> [ACTIVITY] Return the whole listing exactly as it stands.

> [SUPPLIED MATERIAL]
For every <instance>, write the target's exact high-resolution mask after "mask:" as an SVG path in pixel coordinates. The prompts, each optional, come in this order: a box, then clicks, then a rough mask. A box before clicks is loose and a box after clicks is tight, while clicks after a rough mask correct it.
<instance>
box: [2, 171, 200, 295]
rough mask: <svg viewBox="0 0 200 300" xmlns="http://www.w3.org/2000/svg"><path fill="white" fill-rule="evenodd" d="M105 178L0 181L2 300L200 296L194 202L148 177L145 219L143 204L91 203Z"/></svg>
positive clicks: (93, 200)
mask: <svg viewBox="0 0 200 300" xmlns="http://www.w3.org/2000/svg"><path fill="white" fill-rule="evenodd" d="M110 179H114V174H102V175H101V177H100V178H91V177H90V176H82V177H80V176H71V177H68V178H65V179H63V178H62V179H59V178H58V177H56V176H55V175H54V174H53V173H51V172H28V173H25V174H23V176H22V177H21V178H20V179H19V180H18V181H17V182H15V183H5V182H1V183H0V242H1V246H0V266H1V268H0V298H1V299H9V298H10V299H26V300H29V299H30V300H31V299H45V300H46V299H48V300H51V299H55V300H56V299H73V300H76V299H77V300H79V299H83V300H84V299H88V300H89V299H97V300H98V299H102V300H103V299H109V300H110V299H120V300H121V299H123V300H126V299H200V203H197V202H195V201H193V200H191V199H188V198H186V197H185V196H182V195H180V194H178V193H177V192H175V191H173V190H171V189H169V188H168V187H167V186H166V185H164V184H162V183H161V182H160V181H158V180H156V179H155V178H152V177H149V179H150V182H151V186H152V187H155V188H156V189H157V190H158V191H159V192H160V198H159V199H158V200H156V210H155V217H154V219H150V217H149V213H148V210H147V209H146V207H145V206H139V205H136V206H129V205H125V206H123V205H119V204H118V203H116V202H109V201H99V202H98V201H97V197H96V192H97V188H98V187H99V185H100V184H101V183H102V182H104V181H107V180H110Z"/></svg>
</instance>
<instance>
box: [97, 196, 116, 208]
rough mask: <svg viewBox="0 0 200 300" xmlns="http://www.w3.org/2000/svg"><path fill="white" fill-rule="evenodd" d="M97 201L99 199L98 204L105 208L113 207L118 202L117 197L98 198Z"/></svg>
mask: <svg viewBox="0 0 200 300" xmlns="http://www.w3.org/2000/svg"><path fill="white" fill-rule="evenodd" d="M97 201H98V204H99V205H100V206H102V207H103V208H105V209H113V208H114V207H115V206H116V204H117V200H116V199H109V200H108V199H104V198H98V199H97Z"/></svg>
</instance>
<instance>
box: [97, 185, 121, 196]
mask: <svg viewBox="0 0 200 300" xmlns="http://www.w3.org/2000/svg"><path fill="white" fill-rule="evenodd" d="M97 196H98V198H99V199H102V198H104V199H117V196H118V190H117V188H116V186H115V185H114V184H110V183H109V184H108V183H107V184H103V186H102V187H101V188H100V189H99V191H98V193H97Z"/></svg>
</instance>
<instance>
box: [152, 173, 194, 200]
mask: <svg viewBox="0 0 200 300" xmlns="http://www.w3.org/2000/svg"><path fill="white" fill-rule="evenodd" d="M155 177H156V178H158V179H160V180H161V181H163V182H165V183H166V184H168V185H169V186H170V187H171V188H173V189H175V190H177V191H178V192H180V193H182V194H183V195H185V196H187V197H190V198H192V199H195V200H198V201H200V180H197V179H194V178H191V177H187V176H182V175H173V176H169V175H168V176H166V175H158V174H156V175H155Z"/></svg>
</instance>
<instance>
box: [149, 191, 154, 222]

> [ANSWER FOR THE TASK]
For every <instance>, write the target's exact high-resolution mask after "mask:" as an SVG path in pixel coordinates. The prompts, each optional, come in this order: a box, then clicks, then a rough mask. A box before clicks is loose and a box after clicks is tight, while clicks after a rough mask correct it.
<instance>
box: [2, 171, 200, 295]
rough mask: <svg viewBox="0 0 200 300" xmlns="http://www.w3.org/2000/svg"><path fill="white" fill-rule="evenodd" d="M105 178L0 181L2 300L200 296L194 202L148 177L145 219L143 204L91 203Z"/></svg>
positive clicks: (93, 200)
mask: <svg viewBox="0 0 200 300" xmlns="http://www.w3.org/2000/svg"><path fill="white" fill-rule="evenodd" d="M110 179H114V174H102V175H101V177H100V178H91V177H90V176H82V177H80V176H71V177H68V178H65V179H63V178H62V179H59V178H58V177H56V176H55V175H54V174H53V173H51V172H28V173H25V174H23V176H22V177H21V178H20V179H19V180H18V181H17V182H15V183H5V182H1V183H0V242H1V246H0V266H1V268H0V298H1V299H9V298H10V299H26V300H29V299H30V300H31V299H45V300H46V299H48V300H51V299H55V300H56V299H73V300H76V299H77V300H79V299H83V300H84V299H88V300H89V299H97V300H98V299H102V300H103V299H109V300H110V299H120V300H121V299H123V300H126V299H200V203H197V202H195V201H193V200H191V199H188V198H186V197H185V196H182V195H180V194H178V193H177V192H175V191H173V190H171V189H169V188H168V187H167V186H166V185H164V184H162V183H161V182H160V181H158V180H156V179H155V178H152V177H149V179H150V182H151V186H152V187H155V188H156V189H157V190H158V191H159V192H160V198H159V199H158V200H156V210H155V217H154V219H150V217H149V213H148V210H147V209H146V207H145V206H139V205H136V206H129V205H125V206H123V205H119V204H118V203H116V202H109V201H99V202H98V201H97V197H96V192H97V188H98V187H99V185H100V184H101V183H102V182H104V181H107V180H110Z"/></svg>
</instance>
<instance>
box: [97, 196, 116, 208]
rough mask: <svg viewBox="0 0 200 300" xmlns="http://www.w3.org/2000/svg"><path fill="white" fill-rule="evenodd" d="M97 201L99 199L98 204L105 208L113 207L118 202L117 197L98 198Z"/></svg>
mask: <svg viewBox="0 0 200 300" xmlns="http://www.w3.org/2000/svg"><path fill="white" fill-rule="evenodd" d="M97 201H98V204H99V205H100V206H102V207H103V208H105V209H113V208H114V207H115V206H116V204H117V200H116V199H109V200H108V199H104V198H98V199H97Z"/></svg>
</instance>
<instance>
box: [97, 185, 121, 196]
mask: <svg viewBox="0 0 200 300" xmlns="http://www.w3.org/2000/svg"><path fill="white" fill-rule="evenodd" d="M97 196H98V198H99V199H102V198H104V199H117V196H118V190H117V188H116V186H115V185H114V184H110V183H109V184H108V183H107V184H103V186H102V187H101V188H100V189H99V191H98V193H97Z"/></svg>
</instance>
<instance>
box: [152, 173, 194, 200]
mask: <svg viewBox="0 0 200 300" xmlns="http://www.w3.org/2000/svg"><path fill="white" fill-rule="evenodd" d="M155 177H156V178H158V179H160V180H161V181H163V182H165V183H166V184H168V185H169V186H170V187H171V188H173V189H175V190H177V191H178V192H180V193H182V194H183V195H185V196H187V197H190V198H192V199H195V200H198V201H200V180H197V179H194V178H191V177H187V176H182V175H173V176H169V175H168V176H166V175H158V174H156V175H155Z"/></svg>
</instance>
<instance>
box: [149, 191, 154, 222]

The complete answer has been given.